WHAT NEEDS TO BE DONE:
Gather and copy out every line of the items below that contains the word "jerrycan", treating uppercase and lowercase as different.

AVAILABLE DATA:
>> start

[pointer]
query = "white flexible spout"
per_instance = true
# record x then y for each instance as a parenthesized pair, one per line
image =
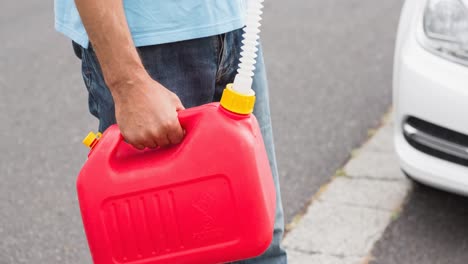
(243, 80)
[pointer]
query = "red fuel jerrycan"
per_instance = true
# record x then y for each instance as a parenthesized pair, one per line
(209, 199)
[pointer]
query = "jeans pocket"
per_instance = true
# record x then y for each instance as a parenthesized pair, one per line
(87, 71)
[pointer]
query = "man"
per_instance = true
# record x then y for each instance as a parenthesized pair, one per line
(143, 60)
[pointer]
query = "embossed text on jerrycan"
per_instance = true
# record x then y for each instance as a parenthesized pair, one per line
(210, 199)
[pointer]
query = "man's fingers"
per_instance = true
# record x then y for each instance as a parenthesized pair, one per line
(178, 104)
(176, 135)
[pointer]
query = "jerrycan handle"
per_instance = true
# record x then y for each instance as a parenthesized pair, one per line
(188, 119)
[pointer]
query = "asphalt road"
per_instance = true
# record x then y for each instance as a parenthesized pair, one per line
(330, 73)
(433, 228)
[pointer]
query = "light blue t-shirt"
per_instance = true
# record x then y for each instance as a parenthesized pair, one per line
(160, 21)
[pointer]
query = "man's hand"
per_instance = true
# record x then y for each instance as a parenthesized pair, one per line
(146, 113)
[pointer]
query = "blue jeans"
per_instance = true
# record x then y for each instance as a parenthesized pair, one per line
(197, 71)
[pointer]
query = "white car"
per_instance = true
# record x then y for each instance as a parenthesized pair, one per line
(430, 93)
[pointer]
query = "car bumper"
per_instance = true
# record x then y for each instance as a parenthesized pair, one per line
(433, 89)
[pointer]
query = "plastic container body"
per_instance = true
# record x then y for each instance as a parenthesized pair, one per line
(210, 199)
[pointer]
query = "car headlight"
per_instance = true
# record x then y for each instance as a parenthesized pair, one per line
(445, 25)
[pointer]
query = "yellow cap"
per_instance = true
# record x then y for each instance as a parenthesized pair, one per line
(236, 102)
(90, 139)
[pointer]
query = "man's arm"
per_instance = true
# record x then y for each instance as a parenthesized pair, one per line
(145, 110)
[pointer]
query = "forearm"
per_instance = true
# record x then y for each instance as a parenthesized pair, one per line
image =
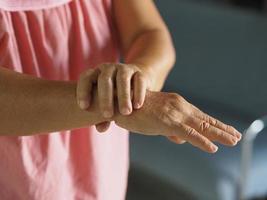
(30, 105)
(154, 53)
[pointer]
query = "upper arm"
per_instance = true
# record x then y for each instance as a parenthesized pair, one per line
(133, 17)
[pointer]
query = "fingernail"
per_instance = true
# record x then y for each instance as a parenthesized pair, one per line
(83, 104)
(238, 135)
(234, 141)
(214, 149)
(126, 111)
(137, 105)
(107, 114)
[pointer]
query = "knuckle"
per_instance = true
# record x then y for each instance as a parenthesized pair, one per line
(190, 133)
(105, 78)
(123, 76)
(212, 121)
(175, 97)
(204, 126)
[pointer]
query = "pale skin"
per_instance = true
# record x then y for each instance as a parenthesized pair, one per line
(149, 56)
(31, 105)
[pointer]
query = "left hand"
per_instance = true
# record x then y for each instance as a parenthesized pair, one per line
(128, 79)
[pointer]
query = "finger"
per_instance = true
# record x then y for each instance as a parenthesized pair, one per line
(196, 139)
(211, 132)
(105, 90)
(176, 140)
(139, 90)
(102, 127)
(215, 122)
(84, 87)
(123, 83)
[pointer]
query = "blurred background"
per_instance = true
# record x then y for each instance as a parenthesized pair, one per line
(221, 68)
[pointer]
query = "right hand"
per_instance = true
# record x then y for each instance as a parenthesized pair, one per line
(170, 115)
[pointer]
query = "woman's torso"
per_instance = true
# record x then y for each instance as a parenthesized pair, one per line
(58, 43)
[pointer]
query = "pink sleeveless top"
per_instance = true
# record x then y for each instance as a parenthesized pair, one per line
(57, 40)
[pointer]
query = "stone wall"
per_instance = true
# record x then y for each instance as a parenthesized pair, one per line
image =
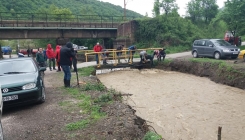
(125, 34)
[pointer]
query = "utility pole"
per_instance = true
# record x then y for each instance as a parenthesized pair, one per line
(124, 10)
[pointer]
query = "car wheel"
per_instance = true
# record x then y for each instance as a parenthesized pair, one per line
(1, 131)
(42, 100)
(195, 55)
(217, 55)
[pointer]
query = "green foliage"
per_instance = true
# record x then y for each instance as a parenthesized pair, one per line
(78, 7)
(202, 10)
(152, 136)
(165, 31)
(233, 15)
(168, 6)
(86, 71)
(92, 86)
(88, 105)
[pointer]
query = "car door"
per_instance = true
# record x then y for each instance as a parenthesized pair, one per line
(209, 49)
(201, 47)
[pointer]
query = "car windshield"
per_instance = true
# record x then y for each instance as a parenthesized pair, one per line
(16, 67)
(221, 43)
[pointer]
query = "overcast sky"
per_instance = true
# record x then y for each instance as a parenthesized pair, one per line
(143, 6)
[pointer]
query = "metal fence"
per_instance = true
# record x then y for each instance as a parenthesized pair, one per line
(8, 19)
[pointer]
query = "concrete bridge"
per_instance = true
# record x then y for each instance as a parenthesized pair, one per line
(43, 26)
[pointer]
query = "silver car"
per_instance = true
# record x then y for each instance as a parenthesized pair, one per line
(216, 48)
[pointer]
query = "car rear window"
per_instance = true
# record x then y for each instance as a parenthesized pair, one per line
(200, 42)
(221, 43)
(17, 66)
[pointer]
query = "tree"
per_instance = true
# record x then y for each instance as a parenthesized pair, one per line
(168, 6)
(156, 8)
(202, 10)
(233, 14)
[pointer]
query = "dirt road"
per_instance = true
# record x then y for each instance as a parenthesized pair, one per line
(32, 122)
(182, 106)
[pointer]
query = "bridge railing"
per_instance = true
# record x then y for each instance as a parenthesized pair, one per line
(112, 55)
(8, 19)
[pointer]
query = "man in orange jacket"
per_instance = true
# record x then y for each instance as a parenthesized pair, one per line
(51, 56)
(97, 48)
(57, 50)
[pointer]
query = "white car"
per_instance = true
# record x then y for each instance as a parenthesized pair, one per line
(76, 47)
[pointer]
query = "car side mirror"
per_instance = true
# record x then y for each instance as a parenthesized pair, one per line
(42, 69)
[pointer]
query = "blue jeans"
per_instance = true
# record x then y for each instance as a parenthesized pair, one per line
(67, 72)
(96, 58)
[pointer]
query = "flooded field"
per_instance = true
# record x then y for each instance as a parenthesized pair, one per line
(181, 106)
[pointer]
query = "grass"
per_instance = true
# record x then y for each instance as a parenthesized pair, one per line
(88, 105)
(152, 136)
(86, 71)
(95, 87)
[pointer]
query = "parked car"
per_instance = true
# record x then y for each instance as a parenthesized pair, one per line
(21, 81)
(24, 51)
(6, 50)
(242, 54)
(76, 47)
(1, 110)
(216, 48)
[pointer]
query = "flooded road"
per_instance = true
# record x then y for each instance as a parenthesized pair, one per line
(181, 106)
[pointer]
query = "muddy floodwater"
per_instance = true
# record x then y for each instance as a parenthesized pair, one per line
(182, 106)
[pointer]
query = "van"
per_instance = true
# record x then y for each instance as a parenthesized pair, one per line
(215, 48)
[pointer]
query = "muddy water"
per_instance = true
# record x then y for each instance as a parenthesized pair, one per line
(181, 106)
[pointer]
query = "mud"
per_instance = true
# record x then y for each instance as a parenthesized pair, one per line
(183, 106)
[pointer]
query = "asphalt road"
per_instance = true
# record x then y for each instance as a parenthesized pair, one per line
(40, 121)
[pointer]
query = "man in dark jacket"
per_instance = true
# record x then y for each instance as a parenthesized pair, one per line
(40, 58)
(66, 53)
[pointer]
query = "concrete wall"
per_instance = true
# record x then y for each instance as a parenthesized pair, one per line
(126, 34)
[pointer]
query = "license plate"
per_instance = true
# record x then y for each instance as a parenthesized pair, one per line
(10, 98)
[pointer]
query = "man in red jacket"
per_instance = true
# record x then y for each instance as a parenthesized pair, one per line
(51, 56)
(97, 48)
(57, 54)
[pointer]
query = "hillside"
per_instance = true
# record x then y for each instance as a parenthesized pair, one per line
(78, 7)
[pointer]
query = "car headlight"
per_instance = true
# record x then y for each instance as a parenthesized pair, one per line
(29, 86)
(226, 50)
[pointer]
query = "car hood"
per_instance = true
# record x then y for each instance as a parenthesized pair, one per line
(17, 79)
(228, 47)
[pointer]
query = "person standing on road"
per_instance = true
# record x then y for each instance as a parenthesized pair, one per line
(40, 58)
(66, 53)
(28, 52)
(97, 48)
(162, 54)
(142, 56)
(131, 52)
(119, 53)
(74, 60)
(51, 56)
(57, 52)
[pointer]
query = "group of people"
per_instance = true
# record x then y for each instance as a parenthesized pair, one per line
(64, 56)
(53, 58)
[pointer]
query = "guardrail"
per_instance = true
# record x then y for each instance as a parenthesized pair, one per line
(126, 54)
(8, 19)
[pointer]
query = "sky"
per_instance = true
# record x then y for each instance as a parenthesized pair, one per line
(143, 6)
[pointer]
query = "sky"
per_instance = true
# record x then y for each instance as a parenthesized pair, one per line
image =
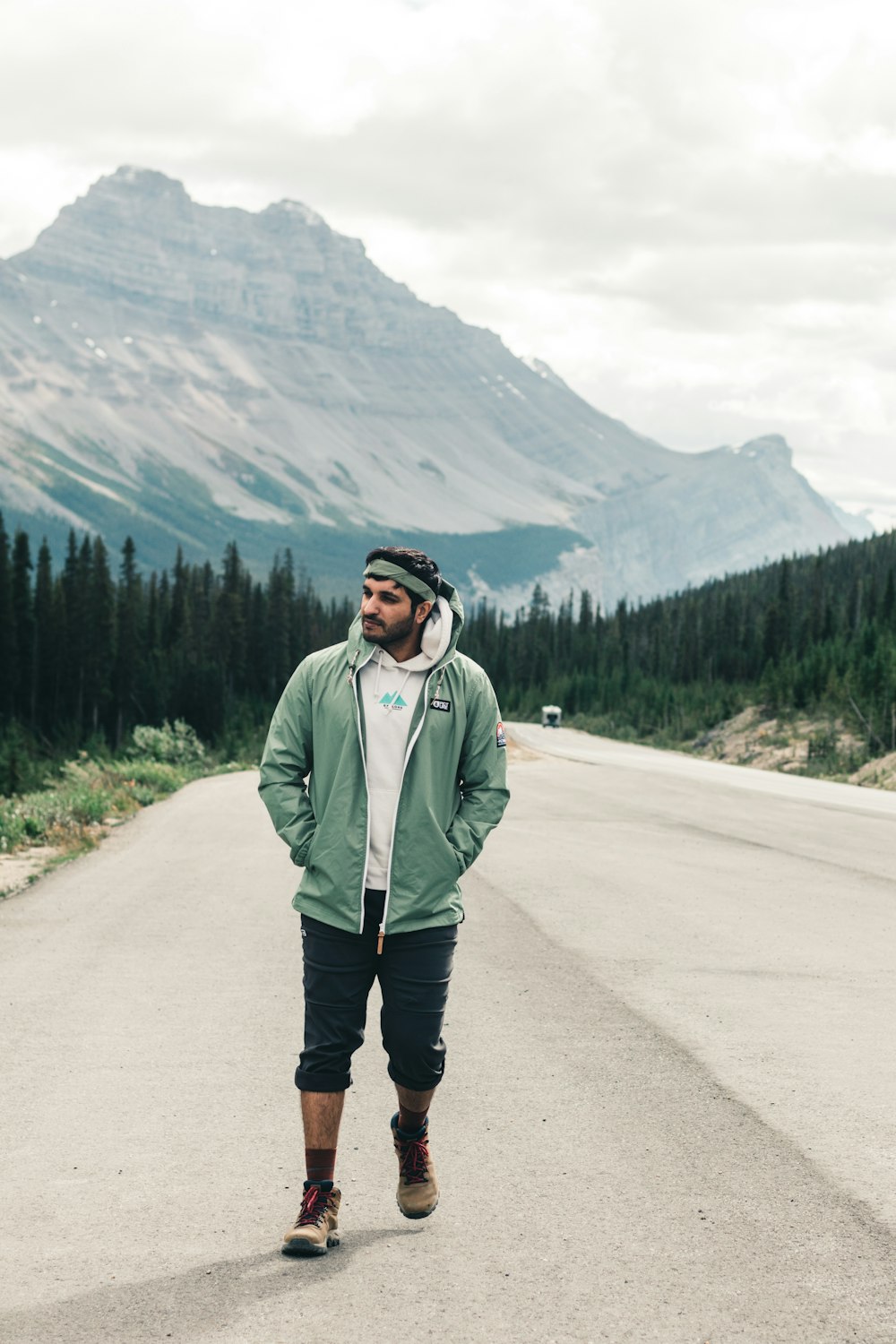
(688, 210)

>> end

TASK RESPONSE:
query = "red fuel jerrycan"
query = "embossed text on jerrycan"
query = "jerrycan handle"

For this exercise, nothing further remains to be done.